══ Extract provided ══

A new analysis has found that among patients with chronic lymphocytic leukemia (CLL), African Americans more commonly present with advanced disease and tend to have shorter survival times than Caucasians despite receiving the same care. The results, published early online in Cancer, suggest that biologic factors may account for some racial disparities in cancer survival.

Among cancer patients, minorities tend to have a worse prognosis than Caucasians for reasons that are unclear. In African American patients, lower socioeconomic status and limited access to high-quality care often can play a role, but some researchers propose that certain cancers can behave more aggressively in minority individuals, which also can lead to worse outcomes.

═══
══ Data extracts ══

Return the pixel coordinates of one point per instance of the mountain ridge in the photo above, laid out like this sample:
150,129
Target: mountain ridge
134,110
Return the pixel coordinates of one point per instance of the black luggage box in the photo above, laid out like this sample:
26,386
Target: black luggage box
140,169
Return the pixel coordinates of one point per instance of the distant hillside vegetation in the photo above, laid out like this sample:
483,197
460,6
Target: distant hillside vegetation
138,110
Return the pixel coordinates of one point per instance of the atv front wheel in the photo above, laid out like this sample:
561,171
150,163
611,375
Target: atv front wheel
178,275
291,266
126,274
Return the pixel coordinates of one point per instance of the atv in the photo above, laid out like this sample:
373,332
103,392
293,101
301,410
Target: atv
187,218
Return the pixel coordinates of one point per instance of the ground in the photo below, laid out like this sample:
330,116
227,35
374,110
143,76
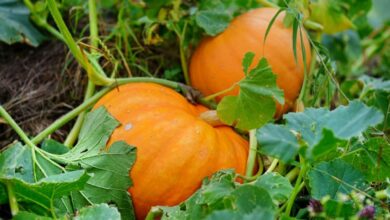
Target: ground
38,85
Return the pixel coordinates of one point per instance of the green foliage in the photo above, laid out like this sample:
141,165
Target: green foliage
87,175
320,131
334,177
219,197
255,104
276,185
101,211
15,26
372,159
343,153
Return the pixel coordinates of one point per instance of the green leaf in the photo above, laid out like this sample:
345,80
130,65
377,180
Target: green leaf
330,14
23,215
331,178
255,104
323,130
257,213
47,189
3,194
350,121
15,26
371,83
278,141
279,187
339,209
16,162
248,197
220,196
94,134
213,22
110,179
54,147
109,169
327,144
101,211
372,159
247,61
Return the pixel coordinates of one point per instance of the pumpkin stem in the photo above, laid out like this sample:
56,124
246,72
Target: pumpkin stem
211,117
299,106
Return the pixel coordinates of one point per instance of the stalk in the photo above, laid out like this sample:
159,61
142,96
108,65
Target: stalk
213,96
65,32
252,153
298,186
89,102
94,40
42,22
272,166
13,203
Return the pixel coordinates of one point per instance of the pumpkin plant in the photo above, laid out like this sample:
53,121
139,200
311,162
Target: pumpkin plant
216,63
175,145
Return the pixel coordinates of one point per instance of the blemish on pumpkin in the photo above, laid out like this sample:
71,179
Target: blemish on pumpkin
128,126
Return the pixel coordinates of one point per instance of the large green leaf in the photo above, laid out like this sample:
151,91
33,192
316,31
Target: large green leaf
372,159
279,187
16,162
101,211
219,197
278,141
15,26
45,191
109,169
331,178
330,14
213,22
324,130
255,104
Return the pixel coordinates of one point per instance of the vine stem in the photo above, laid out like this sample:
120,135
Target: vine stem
381,194
297,187
213,96
89,102
42,21
292,174
252,153
27,141
65,32
272,166
94,37
12,199
15,126
183,58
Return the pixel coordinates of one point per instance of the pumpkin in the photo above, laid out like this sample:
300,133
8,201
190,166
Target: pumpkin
217,62
176,149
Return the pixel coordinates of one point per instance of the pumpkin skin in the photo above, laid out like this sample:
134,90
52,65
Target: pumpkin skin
217,62
176,150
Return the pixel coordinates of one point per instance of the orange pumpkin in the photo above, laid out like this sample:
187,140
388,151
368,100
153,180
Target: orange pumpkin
176,149
217,62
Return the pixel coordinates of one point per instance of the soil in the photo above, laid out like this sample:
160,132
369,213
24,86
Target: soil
38,85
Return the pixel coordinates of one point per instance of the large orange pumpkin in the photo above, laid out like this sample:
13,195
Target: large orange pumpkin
175,148
217,62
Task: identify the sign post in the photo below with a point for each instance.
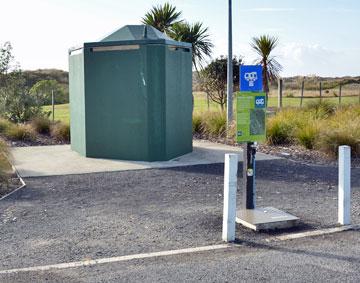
(251, 128)
(251, 112)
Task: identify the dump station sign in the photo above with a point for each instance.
(251, 111)
(251, 105)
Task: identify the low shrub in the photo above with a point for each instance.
(331, 139)
(41, 125)
(321, 109)
(4, 125)
(20, 132)
(214, 124)
(61, 132)
(343, 128)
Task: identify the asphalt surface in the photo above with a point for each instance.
(70, 218)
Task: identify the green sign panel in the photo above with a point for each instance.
(250, 118)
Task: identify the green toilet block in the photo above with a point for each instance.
(131, 96)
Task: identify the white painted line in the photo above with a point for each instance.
(230, 188)
(314, 233)
(114, 259)
(344, 199)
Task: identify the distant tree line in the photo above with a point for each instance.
(23, 93)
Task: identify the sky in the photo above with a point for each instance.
(316, 37)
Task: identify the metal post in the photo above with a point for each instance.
(302, 92)
(53, 104)
(229, 72)
(230, 187)
(249, 175)
(280, 85)
(340, 93)
(344, 209)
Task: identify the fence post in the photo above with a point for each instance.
(340, 86)
(230, 188)
(344, 199)
(302, 92)
(53, 104)
(280, 87)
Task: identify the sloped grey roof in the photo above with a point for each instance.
(136, 32)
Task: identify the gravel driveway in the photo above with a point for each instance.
(69, 218)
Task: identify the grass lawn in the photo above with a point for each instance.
(61, 112)
(200, 104)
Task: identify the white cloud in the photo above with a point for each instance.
(264, 10)
(304, 59)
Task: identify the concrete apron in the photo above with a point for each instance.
(53, 160)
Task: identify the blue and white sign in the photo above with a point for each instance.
(251, 78)
(259, 101)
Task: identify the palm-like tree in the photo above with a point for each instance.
(198, 36)
(263, 46)
(162, 17)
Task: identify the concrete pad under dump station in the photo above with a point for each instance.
(267, 218)
(61, 160)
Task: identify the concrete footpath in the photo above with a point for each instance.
(61, 160)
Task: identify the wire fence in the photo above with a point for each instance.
(296, 93)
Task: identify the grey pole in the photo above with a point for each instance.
(229, 73)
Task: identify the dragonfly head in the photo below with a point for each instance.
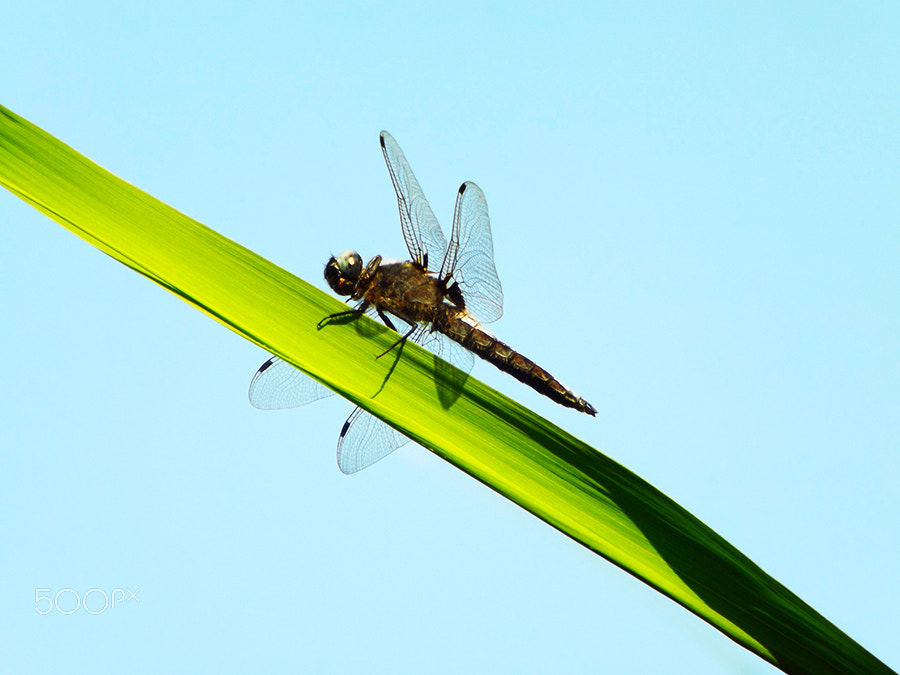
(342, 272)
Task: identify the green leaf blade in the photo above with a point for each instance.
(560, 479)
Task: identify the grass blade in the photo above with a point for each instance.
(568, 484)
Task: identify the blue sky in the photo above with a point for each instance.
(695, 221)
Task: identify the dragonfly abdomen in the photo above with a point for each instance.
(474, 338)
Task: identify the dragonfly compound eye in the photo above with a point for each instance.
(350, 264)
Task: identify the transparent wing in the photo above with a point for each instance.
(364, 440)
(445, 348)
(470, 255)
(278, 384)
(421, 230)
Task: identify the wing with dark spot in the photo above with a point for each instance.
(277, 384)
(364, 440)
(421, 230)
(470, 256)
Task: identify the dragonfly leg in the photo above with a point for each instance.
(387, 322)
(400, 341)
(340, 315)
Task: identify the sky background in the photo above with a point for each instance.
(695, 215)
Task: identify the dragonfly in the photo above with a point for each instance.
(442, 307)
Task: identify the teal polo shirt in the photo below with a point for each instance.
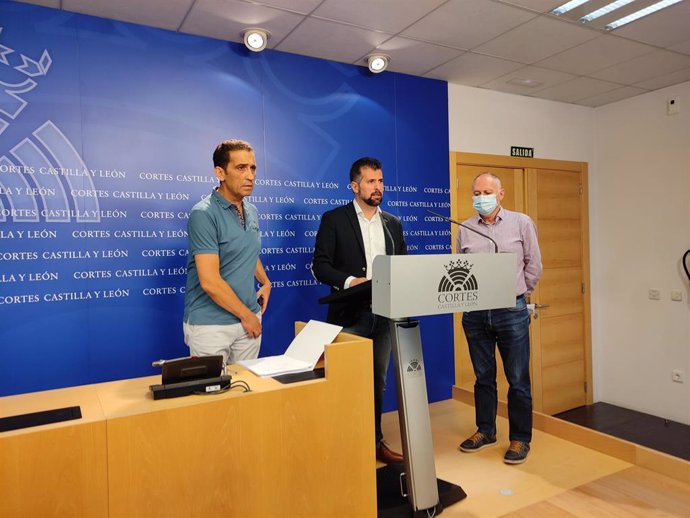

═══

* Directions for this task
Output the full passage on racial differences in chronic lymphocytic leukemia outcomes word for word, with no changes.

* Worked solution
A new analysis has found that among patients with chronic lymphocytic leukemia (CLL), African Americans more commonly present with advanced disease and tend to have shorter survival times than Caucasians despite receiving the same care. The results, published early online in Cancer, suggest that biologic factors may account for some racial disparities in cancer survival.

Among cancer patients, minorities tend to have a worse prognosis than Caucasians for reasons that are unclear. In African American patients, lower socioeconomic status and limited access to high-quality care often can play a role, but some researchers propose that certain cancers can behave more aggressively in minority individuals, which also can lead to worse outcomes.